Given instruction:
Please state how long, according to the blog posts below, the actual port of the Autoglosser to Gàidhlig took once the dictionary was assembled.

** START OF Source **

November 12th, 2013 by donnek

Eurfa will now allow you to get in-context citations for its words from the Kynulliad3 corpus. I’ve limited it to 5 at the minute, but I also want to look at doing random lookups to produce a different 5 each time.

I’m hoping to add some other corpora to Eurfa in the same way over the coming months.

I also took the opportunity of changing the AJAX search-boxes to HTML ones, because the AJAX ones had the annoying “feature” of not doing the search if you pressed Return – instead, they just cleared the searchbox.

# Autoglossing Gàidhlig

August 28th, 2013 by donnek

Over the last month I’ve been wondering about how easy it would be to port the Autoglosser to some completely new language material. This would give me the opportunity to look at things like importing normal text instead of CHAT files, dealing with multiwords (collocations where the meaning of the whole is different from the combined meaning of the parts), better handling of capitalised items, etc. Eventually I decided to take the plunge with Gàidhlig (Scottish Gaelic), which I learnt 30 years ago in Sabhal Mòr Ostaig when it was still a collection of farm buildings ….

Surprisingly, once I had assembled a dictionary, the actual port took only a couple of days, and gives pretty good results, as you can see from the output at the website. There’s obviously a lot to be done yet – in particular, developing a stemmer to simplify the dictionary. Talking of which, I also put together a little TeX script which typesets the dictionary in the form I’ve always wanted: all words listed in alphabetical order, but with the lemma specified where they are derived forms, and also each derived word listed as part of the generating word/lemma’s own entry. Still needs a bit of work (it should be in two columns, for instance), but it shows that the dictionary layout is robust enough to give quite sophisticated output.

This port opens the way for more work on streamlining text consumption by the Autoglosser – at present, punctuation is not handled as well as I’d like. The multiword work is also a first step in allowing the handling of languages with disjunctive writing systems (eg Sotho).

# Language of first delivery

July 4th, 2013 by donnek

I’ve added some data to Kynulliad3 (it’s not in the current download, but it will be in the next one) so that the “language of first delivery” can be calculated. In the Assembly, Members can speak in either language, which is placed on the left-hand side of the Record. The translation, into English or Welsh as appropriate, then goes on the right-hand side of the Record. If we separate out those sentences which were first delivered in one language from those which have been translated from the other language, we get the following word totals:
Welsh: 879,964  /  8,865,452 (9.9%)
English: 7,916,148  /  8,775,382 (90.2%)

** END OF Source **
** START OF Information supplied **

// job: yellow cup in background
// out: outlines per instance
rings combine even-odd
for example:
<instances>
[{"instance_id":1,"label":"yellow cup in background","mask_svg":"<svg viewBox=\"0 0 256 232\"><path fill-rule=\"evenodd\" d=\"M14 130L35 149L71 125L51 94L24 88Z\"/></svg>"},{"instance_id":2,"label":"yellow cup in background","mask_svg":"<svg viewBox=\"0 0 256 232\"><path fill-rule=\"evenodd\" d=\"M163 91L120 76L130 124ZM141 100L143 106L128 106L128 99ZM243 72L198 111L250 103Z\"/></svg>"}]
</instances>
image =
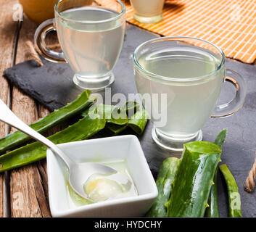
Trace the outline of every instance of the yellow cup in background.
<instances>
[{"instance_id":1,"label":"yellow cup in background","mask_svg":"<svg viewBox=\"0 0 256 232\"><path fill-rule=\"evenodd\" d=\"M37 24L54 17L54 7L58 0L19 0L25 14Z\"/></svg>"}]
</instances>

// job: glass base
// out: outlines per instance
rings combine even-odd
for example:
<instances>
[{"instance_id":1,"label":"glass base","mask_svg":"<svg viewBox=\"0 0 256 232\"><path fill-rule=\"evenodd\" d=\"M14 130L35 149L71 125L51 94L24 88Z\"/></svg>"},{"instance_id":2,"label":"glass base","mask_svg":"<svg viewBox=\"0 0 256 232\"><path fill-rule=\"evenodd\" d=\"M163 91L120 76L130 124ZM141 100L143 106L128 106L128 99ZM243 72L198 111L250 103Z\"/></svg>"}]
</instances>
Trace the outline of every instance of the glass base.
<instances>
[{"instance_id":1,"label":"glass base","mask_svg":"<svg viewBox=\"0 0 256 232\"><path fill-rule=\"evenodd\" d=\"M112 72L104 77L86 78L75 74L73 77L74 83L83 89L90 89L94 91L102 90L110 86L115 80L115 76Z\"/></svg>"},{"instance_id":2,"label":"glass base","mask_svg":"<svg viewBox=\"0 0 256 232\"><path fill-rule=\"evenodd\" d=\"M153 17L144 17L144 16L139 16L138 14L133 14L133 18L136 21L141 22L141 23L155 23L158 22L162 20L162 14L153 16Z\"/></svg>"},{"instance_id":3,"label":"glass base","mask_svg":"<svg viewBox=\"0 0 256 232\"><path fill-rule=\"evenodd\" d=\"M184 144L196 141L202 141L202 132L201 130L189 137L174 138L168 136L154 128L152 129L152 136L154 142L160 147L181 153L183 149Z\"/></svg>"}]
</instances>

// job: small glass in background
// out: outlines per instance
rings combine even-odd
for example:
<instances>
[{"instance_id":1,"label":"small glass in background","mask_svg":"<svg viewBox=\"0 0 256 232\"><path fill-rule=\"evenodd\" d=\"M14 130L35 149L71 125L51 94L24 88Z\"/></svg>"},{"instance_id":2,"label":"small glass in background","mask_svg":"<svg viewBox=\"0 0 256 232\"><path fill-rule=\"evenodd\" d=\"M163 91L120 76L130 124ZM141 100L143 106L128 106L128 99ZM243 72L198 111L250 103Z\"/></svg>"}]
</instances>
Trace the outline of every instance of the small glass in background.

** END OF Information supplied **

Correct result:
Only a couple of days.